» **Exercise description**:
Give every line below again, exactly.

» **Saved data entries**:
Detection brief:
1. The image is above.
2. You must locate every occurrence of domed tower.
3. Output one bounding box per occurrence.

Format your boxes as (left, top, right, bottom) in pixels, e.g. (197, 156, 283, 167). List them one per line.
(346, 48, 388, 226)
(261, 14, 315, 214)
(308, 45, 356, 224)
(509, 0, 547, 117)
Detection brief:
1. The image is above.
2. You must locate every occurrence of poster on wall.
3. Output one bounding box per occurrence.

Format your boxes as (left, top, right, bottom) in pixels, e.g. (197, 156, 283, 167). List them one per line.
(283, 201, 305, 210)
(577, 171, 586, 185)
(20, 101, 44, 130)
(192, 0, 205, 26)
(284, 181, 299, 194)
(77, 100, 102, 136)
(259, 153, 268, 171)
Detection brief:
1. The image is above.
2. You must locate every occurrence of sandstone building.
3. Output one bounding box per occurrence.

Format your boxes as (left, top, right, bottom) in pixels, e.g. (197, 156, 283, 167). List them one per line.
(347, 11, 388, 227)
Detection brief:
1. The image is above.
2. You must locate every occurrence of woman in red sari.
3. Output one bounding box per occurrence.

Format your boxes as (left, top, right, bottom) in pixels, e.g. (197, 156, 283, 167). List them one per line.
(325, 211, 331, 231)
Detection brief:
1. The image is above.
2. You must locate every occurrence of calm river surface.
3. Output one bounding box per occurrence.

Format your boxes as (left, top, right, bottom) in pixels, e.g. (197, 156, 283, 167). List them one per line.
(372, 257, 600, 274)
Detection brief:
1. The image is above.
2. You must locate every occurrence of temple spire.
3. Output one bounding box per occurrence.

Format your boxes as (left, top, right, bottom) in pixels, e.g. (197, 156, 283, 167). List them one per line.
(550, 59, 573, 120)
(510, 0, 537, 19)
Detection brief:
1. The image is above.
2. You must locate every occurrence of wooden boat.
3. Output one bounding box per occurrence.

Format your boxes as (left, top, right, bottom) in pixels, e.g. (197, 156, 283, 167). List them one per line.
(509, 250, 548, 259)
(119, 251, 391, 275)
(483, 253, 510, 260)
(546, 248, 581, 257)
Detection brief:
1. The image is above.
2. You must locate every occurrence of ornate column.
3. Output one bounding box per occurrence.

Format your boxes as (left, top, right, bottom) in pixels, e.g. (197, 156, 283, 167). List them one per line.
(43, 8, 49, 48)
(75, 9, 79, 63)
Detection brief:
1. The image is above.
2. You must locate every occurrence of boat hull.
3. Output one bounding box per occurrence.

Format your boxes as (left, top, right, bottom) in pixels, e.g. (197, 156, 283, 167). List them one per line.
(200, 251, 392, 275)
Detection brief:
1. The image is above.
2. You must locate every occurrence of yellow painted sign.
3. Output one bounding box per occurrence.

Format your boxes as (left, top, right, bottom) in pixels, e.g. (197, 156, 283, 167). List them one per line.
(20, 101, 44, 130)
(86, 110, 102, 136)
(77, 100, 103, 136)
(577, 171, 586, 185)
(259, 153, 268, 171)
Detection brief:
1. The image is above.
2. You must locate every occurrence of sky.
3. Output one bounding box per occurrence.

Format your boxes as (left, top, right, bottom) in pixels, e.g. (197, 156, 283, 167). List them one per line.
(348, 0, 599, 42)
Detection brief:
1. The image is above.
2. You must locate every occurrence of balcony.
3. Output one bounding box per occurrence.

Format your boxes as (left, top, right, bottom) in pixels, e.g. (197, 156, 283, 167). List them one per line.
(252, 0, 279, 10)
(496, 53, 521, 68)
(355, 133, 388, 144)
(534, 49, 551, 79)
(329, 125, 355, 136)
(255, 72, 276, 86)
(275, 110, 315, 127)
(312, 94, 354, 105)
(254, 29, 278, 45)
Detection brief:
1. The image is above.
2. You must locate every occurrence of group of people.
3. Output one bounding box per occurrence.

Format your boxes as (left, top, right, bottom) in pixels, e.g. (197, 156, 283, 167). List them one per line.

» **Completed exercise**:
Detection brief:
1. The image is above.
2. You must locate every occurrence of domed tower.
3. Output one bounding box per occurrence.

Format your boxes as (left, top, right, bottom) in pixels, e.g. (197, 156, 283, 167). List them one per line.
(346, 48, 388, 226)
(261, 14, 315, 214)
(308, 45, 356, 224)
(509, 0, 547, 117)
Detection brief:
1. The image is above.
2. You must locate every occurrence of poster on wall.
3. Output one bounding box per occurrence.

Format your boxes as (left, top, right, bottom) in pixels, e.g. (197, 156, 283, 167). List them one per line.
(283, 201, 305, 210)
(577, 171, 586, 185)
(20, 101, 44, 130)
(192, 0, 205, 26)
(284, 181, 299, 194)
(77, 100, 102, 136)
(259, 153, 268, 171)
Detection brief:
1. The image is above.
2. You must locate every occurrence of sandstone building.
3. Output one bounding box per occurrence.

Format your boxes as (left, top, right, bottom) in pixels, e.g. (197, 156, 283, 167). List them one per line.
(347, 11, 388, 227)
Detection brief:
1. The image is above.
2. You must locate every occurrence of woman in red sari.
3. Output one bounding box per occurrence.

Format your boxes as (left, top, right, bottom) in pixels, e.g. (197, 156, 283, 167). List them one per line.
(325, 211, 331, 231)
Detection brief:
1. The image is above.
2. You must locate every occurrence of calm river surface.
3. Output one bounding box per occurrence.

Format your boxes as (left, top, right, bottom) in pixels, e.g. (197, 156, 283, 167). List them one per line.
(372, 257, 600, 274)
Detection brief:
1. The image is above.
2. You must locate every occurrence of temple spire.
3. Output one bounding box per occurrence.

Format your boxes as (left, top, right, bottom) in pixels, e.g. (197, 156, 283, 167). List them one per line.
(550, 59, 573, 120)
(510, 0, 537, 19)
Detection brief:
1. The image is above.
2. You must locate every occurrence of wooden boat.
3. Output one bounding box per occurrence.

Format your boxes as (left, top, right, bottom) in pixels, e.g. (197, 156, 283, 167). List them one per line.
(509, 250, 548, 259)
(119, 251, 391, 275)
(483, 253, 510, 260)
(546, 248, 581, 257)
Detection brief:
1. The image is above.
2. You must locate every occurrence of ornate column.
3. Output one bounding box per occurrence.

Format your boxes as (left, top, right, bottom) in pixels, e.g. (197, 156, 283, 167). List them one per line.
(43, 8, 49, 48)
(75, 9, 79, 63)
Detection brief:
1. The image is above.
2. You must locate every occurrence of boat hull.
3. Output one bounding box per occurrence.

Format your boxes as (left, top, right, bottom) in pixels, e.g. (197, 156, 283, 167). List them one per line.
(200, 251, 392, 275)
Detection brief:
1. The image is above.
2. You must locate every occurrence of yellow painted sign.
3. Output one bounding box per occurrence.

Format your boxes as (left, top, right, bottom) in pixels, e.g. (197, 156, 283, 167). List them one per line.
(20, 101, 44, 130)
(86, 110, 102, 136)
(77, 100, 103, 136)
(577, 171, 586, 185)
(259, 153, 268, 171)
Detection brief:
1. The image is above.
2. You must locate every occurrence of sky.
3. Output one bounding box per occurrence.

Format your boxes as (left, top, right, bottom) in pixels, e.g. (197, 156, 283, 167). List them one per line.
(348, 0, 599, 42)
Detection brief:
1. The image is above.
2. You must locate every occurrence of balcony.
3. Output one bounding box per occurrence.

Format your boxes as (left, top, right, bottom) in pixels, e.g. (197, 156, 283, 167). List them one per line.
(252, 0, 279, 10)
(496, 53, 521, 68)
(355, 133, 388, 144)
(534, 49, 551, 79)
(329, 125, 355, 136)
(255, 72, 276, 86)
(275, 110, 315, 127)
(312, 94, 354, 105)
(254, 29, 278, 45)
Detection brief:
1. The image is above.
2. You must locate every occurrence of group of people.
3. Output one bounding box per occurrence.

Format your boxes as (left, top, right, bottom) in pixels, e.g. (197, 156, 283, 167). List them one per line.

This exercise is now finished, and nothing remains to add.